[Pointing dataset entries]:
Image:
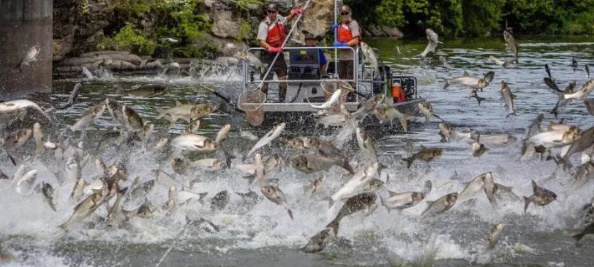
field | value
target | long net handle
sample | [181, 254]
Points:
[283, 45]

---

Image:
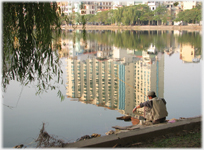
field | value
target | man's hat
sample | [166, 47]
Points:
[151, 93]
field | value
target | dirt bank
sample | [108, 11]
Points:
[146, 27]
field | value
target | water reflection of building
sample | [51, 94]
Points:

[EXERCISE]:
Pull out each line of the entries above that contains the word "sample".

[RESPONSE BELOW]:
sample | [181, 254]
sample | [166, 47]
sample | [108, 11]
sample | [51, 94]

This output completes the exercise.